= WHAT THIS TASK INVOLVES =
Extract exactly the range of lines bounded by the line containing "Exercise. Point out the deer's hind" and the final line of the listing, both ends included, and no other lines.

= GIVEN INFORMATION =
----

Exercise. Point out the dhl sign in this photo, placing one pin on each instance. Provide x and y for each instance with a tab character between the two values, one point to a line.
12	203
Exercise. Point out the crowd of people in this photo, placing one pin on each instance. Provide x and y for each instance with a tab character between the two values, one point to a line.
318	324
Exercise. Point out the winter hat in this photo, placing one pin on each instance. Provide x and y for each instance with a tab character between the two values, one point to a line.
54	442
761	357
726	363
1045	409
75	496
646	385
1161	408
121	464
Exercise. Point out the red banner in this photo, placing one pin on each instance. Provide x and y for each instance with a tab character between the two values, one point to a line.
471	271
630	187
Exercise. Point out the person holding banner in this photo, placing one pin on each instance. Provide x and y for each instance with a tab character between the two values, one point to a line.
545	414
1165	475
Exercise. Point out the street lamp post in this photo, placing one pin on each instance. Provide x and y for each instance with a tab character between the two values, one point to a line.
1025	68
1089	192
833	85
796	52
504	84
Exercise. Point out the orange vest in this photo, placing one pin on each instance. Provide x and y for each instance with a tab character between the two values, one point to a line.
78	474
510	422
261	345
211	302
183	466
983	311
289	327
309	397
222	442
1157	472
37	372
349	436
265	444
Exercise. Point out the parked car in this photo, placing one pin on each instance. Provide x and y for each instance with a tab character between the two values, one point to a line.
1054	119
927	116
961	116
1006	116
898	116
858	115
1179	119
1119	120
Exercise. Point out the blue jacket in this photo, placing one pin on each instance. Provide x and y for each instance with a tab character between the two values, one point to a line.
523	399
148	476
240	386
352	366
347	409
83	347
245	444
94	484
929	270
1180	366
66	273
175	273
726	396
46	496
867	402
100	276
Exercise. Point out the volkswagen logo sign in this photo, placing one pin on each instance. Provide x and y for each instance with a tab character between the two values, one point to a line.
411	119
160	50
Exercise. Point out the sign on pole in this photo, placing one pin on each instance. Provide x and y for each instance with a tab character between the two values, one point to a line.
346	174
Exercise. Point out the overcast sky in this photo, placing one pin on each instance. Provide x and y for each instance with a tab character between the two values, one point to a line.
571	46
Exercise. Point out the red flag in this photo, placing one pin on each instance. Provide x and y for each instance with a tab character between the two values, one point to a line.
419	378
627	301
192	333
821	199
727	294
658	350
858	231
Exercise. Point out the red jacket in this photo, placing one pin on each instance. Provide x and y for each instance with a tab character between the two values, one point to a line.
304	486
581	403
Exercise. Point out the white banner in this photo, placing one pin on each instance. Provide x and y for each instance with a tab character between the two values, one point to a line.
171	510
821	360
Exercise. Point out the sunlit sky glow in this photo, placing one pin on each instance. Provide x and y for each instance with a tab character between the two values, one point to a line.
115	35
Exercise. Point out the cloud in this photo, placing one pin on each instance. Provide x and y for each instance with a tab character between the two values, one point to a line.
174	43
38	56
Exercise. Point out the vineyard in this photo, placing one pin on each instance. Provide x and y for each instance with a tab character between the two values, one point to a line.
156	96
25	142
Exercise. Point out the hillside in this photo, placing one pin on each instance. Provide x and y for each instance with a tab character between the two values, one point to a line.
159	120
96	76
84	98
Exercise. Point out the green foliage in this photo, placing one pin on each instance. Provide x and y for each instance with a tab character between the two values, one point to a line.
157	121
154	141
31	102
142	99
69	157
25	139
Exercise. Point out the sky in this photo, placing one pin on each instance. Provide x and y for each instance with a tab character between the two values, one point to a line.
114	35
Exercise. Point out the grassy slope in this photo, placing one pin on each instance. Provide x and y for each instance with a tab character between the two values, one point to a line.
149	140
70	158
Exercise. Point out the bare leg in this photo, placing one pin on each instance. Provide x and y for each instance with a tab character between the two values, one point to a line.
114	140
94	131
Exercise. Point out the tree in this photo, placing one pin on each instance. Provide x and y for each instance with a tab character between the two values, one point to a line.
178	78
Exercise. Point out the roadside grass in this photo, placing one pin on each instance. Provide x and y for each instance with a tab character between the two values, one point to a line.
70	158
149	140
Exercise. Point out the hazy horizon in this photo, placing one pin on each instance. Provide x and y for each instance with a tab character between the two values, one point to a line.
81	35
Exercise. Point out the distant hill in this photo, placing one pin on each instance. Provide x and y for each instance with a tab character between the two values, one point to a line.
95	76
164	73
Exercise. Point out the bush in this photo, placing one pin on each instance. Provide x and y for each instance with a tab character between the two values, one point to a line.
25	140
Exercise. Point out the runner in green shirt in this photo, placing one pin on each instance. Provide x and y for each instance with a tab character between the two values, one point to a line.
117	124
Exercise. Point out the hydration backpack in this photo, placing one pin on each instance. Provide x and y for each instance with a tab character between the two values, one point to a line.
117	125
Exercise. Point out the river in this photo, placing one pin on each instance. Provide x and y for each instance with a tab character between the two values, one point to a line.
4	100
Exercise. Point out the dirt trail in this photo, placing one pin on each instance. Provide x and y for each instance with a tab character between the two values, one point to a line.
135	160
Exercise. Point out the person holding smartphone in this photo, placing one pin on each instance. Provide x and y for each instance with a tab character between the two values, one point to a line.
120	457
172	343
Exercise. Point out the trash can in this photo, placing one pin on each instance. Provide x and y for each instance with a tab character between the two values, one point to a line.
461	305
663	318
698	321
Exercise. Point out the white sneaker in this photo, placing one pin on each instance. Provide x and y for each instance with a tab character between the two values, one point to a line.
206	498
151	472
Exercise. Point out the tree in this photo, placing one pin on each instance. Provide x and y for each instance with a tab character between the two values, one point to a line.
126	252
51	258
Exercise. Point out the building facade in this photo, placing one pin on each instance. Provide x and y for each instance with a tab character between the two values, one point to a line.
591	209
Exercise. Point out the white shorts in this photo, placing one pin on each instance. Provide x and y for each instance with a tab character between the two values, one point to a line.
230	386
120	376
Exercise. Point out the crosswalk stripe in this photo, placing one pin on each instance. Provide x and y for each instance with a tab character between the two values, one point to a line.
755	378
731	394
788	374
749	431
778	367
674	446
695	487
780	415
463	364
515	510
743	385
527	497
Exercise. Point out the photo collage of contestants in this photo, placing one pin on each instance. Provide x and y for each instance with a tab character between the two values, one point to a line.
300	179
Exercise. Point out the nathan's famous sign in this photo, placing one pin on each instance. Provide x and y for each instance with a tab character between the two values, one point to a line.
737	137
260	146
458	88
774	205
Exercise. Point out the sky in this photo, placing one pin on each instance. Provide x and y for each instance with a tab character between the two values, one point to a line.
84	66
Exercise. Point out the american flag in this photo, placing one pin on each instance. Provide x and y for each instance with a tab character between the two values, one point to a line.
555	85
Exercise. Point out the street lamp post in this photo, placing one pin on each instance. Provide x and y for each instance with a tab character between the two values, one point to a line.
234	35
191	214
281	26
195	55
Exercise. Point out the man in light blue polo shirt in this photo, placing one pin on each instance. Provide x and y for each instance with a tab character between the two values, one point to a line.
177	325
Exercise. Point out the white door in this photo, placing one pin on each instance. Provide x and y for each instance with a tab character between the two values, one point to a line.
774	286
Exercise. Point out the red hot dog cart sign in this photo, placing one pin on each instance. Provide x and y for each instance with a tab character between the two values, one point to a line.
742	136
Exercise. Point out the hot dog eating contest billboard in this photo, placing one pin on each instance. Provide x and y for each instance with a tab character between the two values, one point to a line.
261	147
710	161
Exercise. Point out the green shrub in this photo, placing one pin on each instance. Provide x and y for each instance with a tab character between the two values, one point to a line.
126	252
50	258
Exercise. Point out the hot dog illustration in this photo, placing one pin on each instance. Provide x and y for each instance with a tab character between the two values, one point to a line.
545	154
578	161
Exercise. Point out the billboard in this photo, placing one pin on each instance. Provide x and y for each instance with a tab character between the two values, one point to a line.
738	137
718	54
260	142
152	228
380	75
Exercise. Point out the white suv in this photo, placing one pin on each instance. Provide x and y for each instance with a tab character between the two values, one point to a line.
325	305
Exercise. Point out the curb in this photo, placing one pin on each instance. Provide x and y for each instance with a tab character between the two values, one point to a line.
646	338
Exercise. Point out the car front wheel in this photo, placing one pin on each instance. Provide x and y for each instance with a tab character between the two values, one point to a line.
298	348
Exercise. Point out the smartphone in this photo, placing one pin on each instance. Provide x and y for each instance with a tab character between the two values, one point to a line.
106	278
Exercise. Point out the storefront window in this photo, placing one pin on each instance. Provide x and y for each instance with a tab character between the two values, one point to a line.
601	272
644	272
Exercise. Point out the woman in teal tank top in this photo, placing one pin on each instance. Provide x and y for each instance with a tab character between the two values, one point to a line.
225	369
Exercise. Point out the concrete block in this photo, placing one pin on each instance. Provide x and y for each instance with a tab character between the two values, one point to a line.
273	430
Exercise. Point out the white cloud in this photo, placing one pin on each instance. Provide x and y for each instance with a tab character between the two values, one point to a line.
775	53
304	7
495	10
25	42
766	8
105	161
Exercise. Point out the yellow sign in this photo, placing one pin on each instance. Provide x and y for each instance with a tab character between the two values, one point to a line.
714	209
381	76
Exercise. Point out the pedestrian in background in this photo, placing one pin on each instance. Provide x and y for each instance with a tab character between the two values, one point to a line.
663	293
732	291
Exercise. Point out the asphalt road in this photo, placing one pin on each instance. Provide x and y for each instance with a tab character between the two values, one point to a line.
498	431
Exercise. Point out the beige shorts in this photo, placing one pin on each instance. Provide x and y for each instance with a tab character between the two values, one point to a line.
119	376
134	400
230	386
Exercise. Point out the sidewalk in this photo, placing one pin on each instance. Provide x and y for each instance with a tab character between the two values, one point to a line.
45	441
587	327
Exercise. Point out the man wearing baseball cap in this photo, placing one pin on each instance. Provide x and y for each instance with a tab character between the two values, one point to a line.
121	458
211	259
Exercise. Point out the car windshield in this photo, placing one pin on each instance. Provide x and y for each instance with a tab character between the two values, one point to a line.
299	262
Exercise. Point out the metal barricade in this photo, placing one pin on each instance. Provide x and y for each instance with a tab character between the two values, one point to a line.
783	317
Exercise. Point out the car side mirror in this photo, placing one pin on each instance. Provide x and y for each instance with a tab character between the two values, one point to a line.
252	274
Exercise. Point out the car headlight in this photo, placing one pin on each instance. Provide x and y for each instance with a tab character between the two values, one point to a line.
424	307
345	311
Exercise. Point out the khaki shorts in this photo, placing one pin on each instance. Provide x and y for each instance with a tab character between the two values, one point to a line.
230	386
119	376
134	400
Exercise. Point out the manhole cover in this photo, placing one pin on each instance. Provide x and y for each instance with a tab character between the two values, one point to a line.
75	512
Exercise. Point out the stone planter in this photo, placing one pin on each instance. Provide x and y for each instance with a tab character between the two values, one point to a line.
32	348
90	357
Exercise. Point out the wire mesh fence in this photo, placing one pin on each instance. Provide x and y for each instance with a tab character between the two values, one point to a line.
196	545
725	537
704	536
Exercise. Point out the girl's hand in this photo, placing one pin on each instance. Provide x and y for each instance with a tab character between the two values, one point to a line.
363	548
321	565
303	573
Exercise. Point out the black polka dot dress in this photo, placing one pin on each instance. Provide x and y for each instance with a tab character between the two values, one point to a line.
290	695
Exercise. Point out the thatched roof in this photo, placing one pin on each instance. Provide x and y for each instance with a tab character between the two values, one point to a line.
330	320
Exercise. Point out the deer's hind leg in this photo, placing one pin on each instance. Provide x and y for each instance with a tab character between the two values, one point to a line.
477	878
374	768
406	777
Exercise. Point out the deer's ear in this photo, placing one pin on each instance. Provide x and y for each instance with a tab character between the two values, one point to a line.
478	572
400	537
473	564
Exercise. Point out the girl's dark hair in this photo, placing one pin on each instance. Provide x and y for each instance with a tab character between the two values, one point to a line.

----

= TASK OUTPUT =
Exercise. Point out the deer's hind leg in this photo, placing one pin on each instance. Provide x and y for each instance with a tab character between the two values, one point to a line.
477	878
374	768
406	777
Exercise. Point out the deer's ear in this photo, placing one pin on each instance. Provide x and y for each instance with a tab character between the two values, one point to a line.
478	572
400	537
473	564
Exercise. Point out the girl's dark hair in this photo, placing one pin on each instance. Provide x and y for each instance with a tab character between the two values, one point to a line.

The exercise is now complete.